* [Exercise directions]: Please copy the entries below word for word, leaving out any image.

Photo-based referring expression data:
○ ○ ○

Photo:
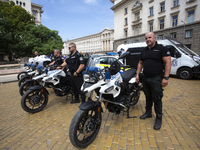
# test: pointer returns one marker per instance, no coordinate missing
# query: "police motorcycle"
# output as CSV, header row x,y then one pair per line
x,y
40,74
37,61
32,64
115,88
36,97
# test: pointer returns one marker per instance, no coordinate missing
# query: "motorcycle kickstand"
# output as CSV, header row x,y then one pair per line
x,y
128,114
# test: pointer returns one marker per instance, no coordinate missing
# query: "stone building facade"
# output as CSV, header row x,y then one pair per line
x,y
101,42
179,19
32,8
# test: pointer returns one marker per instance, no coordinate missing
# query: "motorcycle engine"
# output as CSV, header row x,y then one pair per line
x,y
115,107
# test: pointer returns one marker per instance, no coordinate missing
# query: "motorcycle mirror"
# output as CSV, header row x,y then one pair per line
x,y
124,55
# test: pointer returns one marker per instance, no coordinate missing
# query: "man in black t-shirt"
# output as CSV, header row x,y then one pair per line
x,y
154,59
75,64
58,59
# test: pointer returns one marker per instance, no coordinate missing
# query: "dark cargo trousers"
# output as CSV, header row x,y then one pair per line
x,y
76,83
153,92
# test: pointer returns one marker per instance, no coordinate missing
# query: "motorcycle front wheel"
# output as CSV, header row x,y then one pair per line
x,y
84,128
23,79
34,100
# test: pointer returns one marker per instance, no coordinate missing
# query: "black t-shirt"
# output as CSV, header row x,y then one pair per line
x,y
58,60
74,61
153,64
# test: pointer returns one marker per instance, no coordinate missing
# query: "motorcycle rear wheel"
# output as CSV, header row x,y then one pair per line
x,y
84,128
25,86
34,100
135,98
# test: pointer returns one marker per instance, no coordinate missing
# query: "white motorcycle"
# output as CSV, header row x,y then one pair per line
x,y
36,97
116,89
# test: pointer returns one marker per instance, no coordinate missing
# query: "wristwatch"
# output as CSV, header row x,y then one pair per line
x,y
167,78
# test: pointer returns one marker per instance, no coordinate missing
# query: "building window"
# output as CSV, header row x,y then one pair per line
x,y
175,3
174,20
188,33
162,6
190,16
173,35
136,31
151,11
162,24
151,27
137,16
126,21
126,33
126,11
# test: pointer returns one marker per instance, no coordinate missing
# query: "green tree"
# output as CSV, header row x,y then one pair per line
x,y
41,39
13,20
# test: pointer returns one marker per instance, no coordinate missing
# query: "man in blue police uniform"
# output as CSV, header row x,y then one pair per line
x,y
58,59
154,59
75,64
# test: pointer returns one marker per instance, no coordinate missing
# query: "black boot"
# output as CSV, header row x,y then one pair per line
x,y
147,114
158,122
77,100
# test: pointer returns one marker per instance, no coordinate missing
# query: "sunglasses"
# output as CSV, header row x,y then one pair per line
x,y
70,47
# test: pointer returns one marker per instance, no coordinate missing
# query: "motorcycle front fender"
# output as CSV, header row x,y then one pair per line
x,y
89,105
29,80
39,87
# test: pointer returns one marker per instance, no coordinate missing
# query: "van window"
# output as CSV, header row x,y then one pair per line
x,y
172,50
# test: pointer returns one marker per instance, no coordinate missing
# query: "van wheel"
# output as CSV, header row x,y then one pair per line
x,y
185,73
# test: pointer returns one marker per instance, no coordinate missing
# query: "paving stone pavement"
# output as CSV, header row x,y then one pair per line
x,y
49,129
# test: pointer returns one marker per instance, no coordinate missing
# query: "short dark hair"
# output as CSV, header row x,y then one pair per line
x,y
73,44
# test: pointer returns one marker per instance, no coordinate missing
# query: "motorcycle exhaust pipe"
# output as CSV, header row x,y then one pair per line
x,y
111,102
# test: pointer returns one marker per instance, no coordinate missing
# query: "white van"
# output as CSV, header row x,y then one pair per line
x,y
185,63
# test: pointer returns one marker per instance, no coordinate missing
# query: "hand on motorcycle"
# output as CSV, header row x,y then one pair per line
x,y
164,82
59,67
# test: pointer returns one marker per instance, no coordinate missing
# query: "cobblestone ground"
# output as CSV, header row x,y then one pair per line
x,y
49,129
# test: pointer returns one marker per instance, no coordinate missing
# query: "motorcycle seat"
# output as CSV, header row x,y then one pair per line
x,y
127,75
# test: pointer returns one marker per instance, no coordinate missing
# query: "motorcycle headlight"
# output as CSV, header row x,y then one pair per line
x,y
92,79
86,77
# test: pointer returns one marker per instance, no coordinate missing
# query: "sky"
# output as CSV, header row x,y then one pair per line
x,y
76,18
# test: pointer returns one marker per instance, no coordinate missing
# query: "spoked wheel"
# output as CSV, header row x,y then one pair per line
x,y
25,86
34,100
19,76
22,80
84,128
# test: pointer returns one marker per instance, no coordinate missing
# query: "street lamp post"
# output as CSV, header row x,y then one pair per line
x,y
183,32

○ ○ ○

* [Final answer]:
Photo:
# test: pointer returns one marker per instance, no coordinate missing
# query: "police motorcycle"
# output as CSV, header row x,y then one pair per line
x,y
40,74
37,61
32,64
115,88
36,97
# test: pointer returns one marker per instance, no coordinate missing
# query: "motorcycle kickstand"
# output as CSV, header row x,y then one pair per line
x,y
128,114
# test: pointer returns one marker per instance, no coordinate missing
# query: "stone building facade"
# output as CSV, header row x,y then one pair per line
x,y
101,42
179,19
32,8
# test: pointer returns one marker per instance, no coordinate missing
# query: "motorcycle engine"
# output as CSV, header row x,y then one pair per line
x,y
115,107
# test: pointer returns one marker per instance, no coordinate missing
# query: "motorcycle mirror"
# output as CSV, header row x,y then one pair per line
x,y
124,55
# test: pointer returns one marker per instance, no coordinate missing
# query: "man in black t-shirt"
# output as CSV, header row x,y then one pair per line
x,y
154,59
75,64
58,59
# test: pointer returns one marker per instance, no coordinate missing
# query: "dark cargo trousers"
# output as CSV, header row x,y then one pair per line
x,y
76,83
153,92
# test: pointer returns one marker per instance, no coordinate missing
# query: "motorcycle front wheel"
# output as CSV, header row x,y then one pair per line
x,y
84,128
23,79
34,100
# test: pointer returns one marker per instance, no coordinate missing
# query: "black t-shirt"
# output as CSV, header row x,y then one pair per line
x,y
58,60
74,61
153,64
# test: pointer returns one marker per instance, no coordinate missing
# query: "motorcycle rear wheel"
# output as CSV, header row x,y then one pair per line
x,y
84,128
25,86
34,100
135,98
# test: pointer returns one marker per instance, no coordinate missing
# query: "white motorcycle"
# output as CSV, header row x,y then one pair per line
x,y
36,97
116,89
# test: pointer returns one marker per instance, no coordinate missing
# query: "wristwatch"
# output as CSV, header row x,y then one pair per line
x,y
167,78
# test: pointer returns one marker per instance, no coordinate missing
# query: "building window"
# output as CSV, header row x,y then one pair per line
x,y
175,3
174,20
188,33
162,6
190,16
173,35
136,31
151,11
162,24
151,27
137,16
126,21
126,33
126,11
# test: pointer returns one marker per instance, no coordinate missing
# query: "green tree"
# output as CSV, header row x,y then one pair per line
x,y
41,39
13,20
# test: pointer returns one marker per instance, no coordinate missing
# query: "man in blue police uniform"
# output as CSV, header row x,y then one pair per line
x,y
58,59
154,59
75,64
# test: pointer returns one marker per instance, no coordinate missing
# query: "black boot"
# output as CSV, header row x,y then one pair per line
x,y
147,114
158,122
77,100
# test: pointer returns one marker per instance, no coordinate missing
# query: "sunglasses"
# output as CSV, header row x,y then one pair per line
x,y
70,47
# test: pointer returns one marker per instance, no coordinate missing
# query: "motorcycle front fender"
# output as CSV, header row x,y then one pair per line
x,y
89,105
29,80
39,87
# test: pointer returns one marker per instance, no coordinate missing
# query: "van window"
# output as CSV, header row x,y then one pair per line
x,y
172,50
# test: pointer returns one marker per instance, no coordinate missing
# query: "van wheel"
# output as CSV, header row x,y then one pair per line
x,y
185,73
# test: pointer returns one marker per instance, no coordinate missing
# query: "paving stone pavement"
# output as CSV, header row x,y then one pair per line
x,y
49,129
# test: pointer returns one marker per instance, no coordinate missing
# query: "short dark hair"
# output as CSV, header row x,y then one pair per line
x,y
73,44
# test: pointer returns one marker per instance, no coordinate missing
# query: "motorcycle exhaust pipe"
# output as CSV, header row x,y then one pair per line
x,y
111,102
# test: pointer returns one marker per instance, no coordinate missing
# query: "white van"
# output as CSV, header row x,y then one pair per line
x,y
185,63
# test: pointer returns one marker per instance, no coordinate missing
# query: "hand on motorcycle"
# output as CSV, header row x,y then one pair per line
x,y
164,82
59,67
# test: pointer returns one marker per instance, no coordinate missing
# query: "cobblestone ground"
# output as CSV, header row x,y then one pair per line
x,y
49,129
# test: pointer returns one marker per instance, no coordinate missing
# query: "motorcycle seat"
# output as CSV, header row x,y then one pair per line
x,y
127,75
# test: pointer returns one marker per instance, no coordinate missing
# query: "motorcycle headlight"
# output as CSV, header row x,y then one pair per line
x,y
92,79
86,77
# test: pointer returns one marker per instance, no coordinate missing
# query: "sky"
# output as CSV, header row x,y then one pair per line
x,y
76,18
# test: pointer returns one marker per instance, no coordinate missing
# query: "spoked wheel"
# output as CSV, header row x,y then one pair per line
x,y
25,86
34,100
19,76
22,80
84,128
# test: pointer returns one marker per instance, no coordinate missing
# query: "street lamp post"
# output as CSV, header row x,y then one pair per line
x,y
183,32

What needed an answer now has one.